━━ INFORMATION SHOWN ━━
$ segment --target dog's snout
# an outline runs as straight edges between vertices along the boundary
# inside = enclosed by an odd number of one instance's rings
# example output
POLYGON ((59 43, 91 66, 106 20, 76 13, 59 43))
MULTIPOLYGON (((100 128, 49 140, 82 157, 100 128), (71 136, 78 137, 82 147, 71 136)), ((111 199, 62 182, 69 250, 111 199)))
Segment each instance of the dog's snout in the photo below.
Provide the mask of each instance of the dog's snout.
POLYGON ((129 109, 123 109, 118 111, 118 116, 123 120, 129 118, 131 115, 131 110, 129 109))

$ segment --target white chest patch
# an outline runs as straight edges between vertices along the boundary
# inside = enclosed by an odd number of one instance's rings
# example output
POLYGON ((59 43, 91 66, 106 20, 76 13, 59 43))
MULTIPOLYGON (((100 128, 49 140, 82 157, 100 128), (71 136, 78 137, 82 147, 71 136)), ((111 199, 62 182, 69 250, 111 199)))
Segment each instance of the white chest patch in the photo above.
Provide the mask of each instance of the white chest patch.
━━━
→ **INSTRUCTION**
Reproduce all of the records above line for line, without changing anything.

→ **TASK RESPONSE**
$ segment --target dog's snout
# an outline runs as straight edges between vertices along the boundary
# inside = enclosed by an odd number of one instance's rings
# example output
POLYGON ((59 43, 91 66, 106 20, 76 13, 59 43))
MULTIPOLYGON (((100 128, 49 140, 82 157, 100 128), (71 136, 78 137, 82 147, 71 136)), ((111 199, 62 182, 69 250, 111 199)))
Segment each instance of the dog's snout in the photo below.
Provide the mask of each instance of the dog's snout.
POLYGON ((129 109, 123 109, 118 111, 118 116, 123 120, 129 118, 131 115, 131 110, 129 109))

$ segment --target white chest patch
# an outline runs as straight edges between vertices along the boundary
# inside = enclosed by an odd number of one instance's rings
# example output
POLYGON ((59 43, 91 66, 106 20, 76 13, 59 43))
MULTIPOLYGON (((100 128, 49 140, 82 157, 100 128), (71 136, 78 137, 82 147, 71 136)), ((111 199, 62 182, 69 250, 111 199)))
Segment each instance of the white chest patch in the photo above.
Provide the mask of each instance of the white chest patch.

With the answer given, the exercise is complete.